**OBJECTIVE:** Extract, verbatim, all lines starting at the one containing "Practice step: put one dot on the fingernail" and ending with the final line of the listing, and no others.

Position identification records

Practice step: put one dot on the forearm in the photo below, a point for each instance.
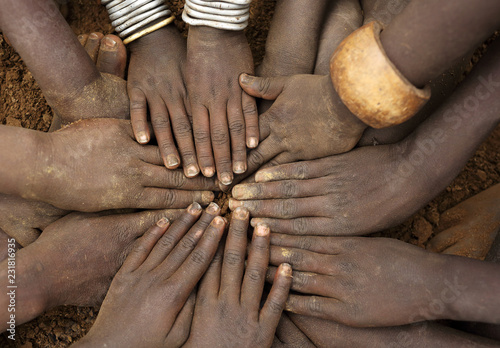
(23, 292)
(293, 38)
(19, 167)
(428, 36)
(42, 37)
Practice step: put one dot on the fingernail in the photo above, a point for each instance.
(172, 161)
(213, 208)
(239, 167)
(226, 178)
(142, 138)
(241, 213)
(286, 270)
(218, 221)
(246, 79)
(262, 230)
(209, 172)
(163, 222)
(194, 208)
(233, 204)
(192, 171)
(252, 142)
(207, 196)
(109, 43)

**TASK ANSWER:**
Practice step: put one dot on the fingernail in the photo above, a point for each instance.
(172, 161)
(213, 208)
(239, 167)
(226, 178)
(142, 138)
(241, 213)
(286, 270)
(218, 221)
(246, 79)
(262, 230)
(209, 172)
(163, 222)
(194, 208)
(233, 204)
(192, 171)
(252, 142)
(207, 196)
(109, 43)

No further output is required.